◆ About this task: Nothing but a number is needed: the count of lines below that include "rough".
+++ Extracted records
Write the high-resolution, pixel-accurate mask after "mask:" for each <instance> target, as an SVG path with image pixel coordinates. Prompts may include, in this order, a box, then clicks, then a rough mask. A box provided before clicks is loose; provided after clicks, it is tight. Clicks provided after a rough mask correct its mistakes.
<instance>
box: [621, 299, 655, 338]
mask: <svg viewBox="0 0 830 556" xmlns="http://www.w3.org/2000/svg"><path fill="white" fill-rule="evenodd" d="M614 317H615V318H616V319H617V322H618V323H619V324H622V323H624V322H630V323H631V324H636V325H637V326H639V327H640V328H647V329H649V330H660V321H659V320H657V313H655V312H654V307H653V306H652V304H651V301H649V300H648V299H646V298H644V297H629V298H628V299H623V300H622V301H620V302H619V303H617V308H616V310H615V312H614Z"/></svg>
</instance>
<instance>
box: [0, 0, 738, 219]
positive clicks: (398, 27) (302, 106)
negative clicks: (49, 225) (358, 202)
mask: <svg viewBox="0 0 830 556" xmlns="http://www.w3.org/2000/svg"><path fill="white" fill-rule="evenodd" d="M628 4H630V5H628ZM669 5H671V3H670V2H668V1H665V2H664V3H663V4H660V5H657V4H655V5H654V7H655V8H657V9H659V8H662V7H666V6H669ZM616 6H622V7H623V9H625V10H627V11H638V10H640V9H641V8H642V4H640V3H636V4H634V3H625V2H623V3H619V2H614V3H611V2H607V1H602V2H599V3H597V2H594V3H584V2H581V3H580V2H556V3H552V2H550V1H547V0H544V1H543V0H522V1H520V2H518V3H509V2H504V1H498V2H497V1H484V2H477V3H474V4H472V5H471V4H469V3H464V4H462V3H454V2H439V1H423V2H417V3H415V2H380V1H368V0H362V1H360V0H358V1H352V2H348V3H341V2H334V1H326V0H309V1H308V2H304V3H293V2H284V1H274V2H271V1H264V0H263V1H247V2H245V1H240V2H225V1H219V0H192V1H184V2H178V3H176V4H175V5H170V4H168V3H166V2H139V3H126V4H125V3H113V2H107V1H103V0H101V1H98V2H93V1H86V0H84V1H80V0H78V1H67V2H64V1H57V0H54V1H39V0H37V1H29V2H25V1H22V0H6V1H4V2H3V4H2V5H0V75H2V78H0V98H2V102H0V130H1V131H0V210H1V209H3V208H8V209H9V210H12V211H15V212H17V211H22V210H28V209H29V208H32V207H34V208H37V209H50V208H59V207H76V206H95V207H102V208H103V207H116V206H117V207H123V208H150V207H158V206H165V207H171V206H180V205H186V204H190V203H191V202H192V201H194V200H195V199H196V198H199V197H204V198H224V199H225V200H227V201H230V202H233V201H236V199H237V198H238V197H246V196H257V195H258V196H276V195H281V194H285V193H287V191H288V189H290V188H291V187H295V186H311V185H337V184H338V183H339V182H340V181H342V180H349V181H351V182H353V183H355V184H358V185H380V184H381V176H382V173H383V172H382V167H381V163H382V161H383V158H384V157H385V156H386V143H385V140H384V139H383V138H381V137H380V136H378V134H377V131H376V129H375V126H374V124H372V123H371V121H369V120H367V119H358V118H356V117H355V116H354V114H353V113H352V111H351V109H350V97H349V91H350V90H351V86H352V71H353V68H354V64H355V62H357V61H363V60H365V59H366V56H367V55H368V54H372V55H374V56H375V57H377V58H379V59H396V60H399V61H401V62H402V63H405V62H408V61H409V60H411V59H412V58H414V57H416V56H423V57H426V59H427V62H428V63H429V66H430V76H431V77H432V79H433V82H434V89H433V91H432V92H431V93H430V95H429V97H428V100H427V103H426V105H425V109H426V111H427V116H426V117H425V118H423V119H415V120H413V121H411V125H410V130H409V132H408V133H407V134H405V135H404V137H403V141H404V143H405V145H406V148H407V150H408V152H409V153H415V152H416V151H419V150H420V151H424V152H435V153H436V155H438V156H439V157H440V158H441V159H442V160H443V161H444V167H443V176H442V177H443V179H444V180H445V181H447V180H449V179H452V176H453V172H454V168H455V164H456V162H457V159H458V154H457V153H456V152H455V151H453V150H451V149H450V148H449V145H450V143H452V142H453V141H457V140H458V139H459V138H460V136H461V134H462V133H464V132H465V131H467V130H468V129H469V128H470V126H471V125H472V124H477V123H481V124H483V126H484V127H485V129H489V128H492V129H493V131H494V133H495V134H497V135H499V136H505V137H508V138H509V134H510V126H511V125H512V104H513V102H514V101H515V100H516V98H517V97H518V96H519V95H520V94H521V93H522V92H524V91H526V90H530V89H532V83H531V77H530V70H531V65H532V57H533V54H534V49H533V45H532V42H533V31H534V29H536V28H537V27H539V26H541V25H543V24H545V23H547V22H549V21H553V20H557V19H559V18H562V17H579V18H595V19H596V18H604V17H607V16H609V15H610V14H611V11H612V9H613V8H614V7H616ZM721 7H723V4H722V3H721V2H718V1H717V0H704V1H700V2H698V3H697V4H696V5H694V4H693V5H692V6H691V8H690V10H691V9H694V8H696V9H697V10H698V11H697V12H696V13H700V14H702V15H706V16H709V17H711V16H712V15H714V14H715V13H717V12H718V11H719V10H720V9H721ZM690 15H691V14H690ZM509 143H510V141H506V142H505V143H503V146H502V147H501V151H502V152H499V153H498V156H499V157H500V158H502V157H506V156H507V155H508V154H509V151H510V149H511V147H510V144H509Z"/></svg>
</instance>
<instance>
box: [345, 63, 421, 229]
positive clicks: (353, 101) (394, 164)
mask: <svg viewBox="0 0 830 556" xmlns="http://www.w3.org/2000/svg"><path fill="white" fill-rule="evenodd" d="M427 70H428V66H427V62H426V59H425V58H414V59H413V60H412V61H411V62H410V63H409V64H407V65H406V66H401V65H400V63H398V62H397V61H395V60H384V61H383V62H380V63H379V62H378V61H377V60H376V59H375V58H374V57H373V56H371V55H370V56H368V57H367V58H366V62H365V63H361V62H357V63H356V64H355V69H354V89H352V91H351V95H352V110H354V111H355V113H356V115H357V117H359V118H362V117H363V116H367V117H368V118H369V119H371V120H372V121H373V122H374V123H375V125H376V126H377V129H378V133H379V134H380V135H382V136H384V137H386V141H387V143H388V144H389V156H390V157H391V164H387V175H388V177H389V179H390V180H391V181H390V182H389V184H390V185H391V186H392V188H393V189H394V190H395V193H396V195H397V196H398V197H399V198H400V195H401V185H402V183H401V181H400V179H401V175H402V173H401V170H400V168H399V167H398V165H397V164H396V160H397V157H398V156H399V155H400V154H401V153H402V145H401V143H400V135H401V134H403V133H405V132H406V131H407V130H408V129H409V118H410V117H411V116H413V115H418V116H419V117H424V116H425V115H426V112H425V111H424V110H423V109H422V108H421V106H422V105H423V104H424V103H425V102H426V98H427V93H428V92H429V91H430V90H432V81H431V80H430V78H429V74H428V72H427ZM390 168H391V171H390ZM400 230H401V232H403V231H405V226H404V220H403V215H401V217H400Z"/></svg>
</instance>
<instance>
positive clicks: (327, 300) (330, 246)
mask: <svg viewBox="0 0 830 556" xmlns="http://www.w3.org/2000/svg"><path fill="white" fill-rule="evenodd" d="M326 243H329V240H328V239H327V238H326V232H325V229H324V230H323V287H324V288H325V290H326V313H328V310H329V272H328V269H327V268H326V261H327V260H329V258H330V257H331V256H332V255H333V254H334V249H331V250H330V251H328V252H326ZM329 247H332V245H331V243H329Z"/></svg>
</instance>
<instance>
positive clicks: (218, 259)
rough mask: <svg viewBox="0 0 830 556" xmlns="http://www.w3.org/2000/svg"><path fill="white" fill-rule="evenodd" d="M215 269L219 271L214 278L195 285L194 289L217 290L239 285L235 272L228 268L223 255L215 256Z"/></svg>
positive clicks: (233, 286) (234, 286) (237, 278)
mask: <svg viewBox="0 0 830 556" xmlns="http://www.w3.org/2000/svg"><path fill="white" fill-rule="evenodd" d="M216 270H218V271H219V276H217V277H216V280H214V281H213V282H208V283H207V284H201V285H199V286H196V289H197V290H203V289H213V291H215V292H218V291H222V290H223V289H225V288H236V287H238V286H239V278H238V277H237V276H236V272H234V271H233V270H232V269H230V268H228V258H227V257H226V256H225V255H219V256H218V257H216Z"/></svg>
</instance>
++++++
◆ Problem solution: 2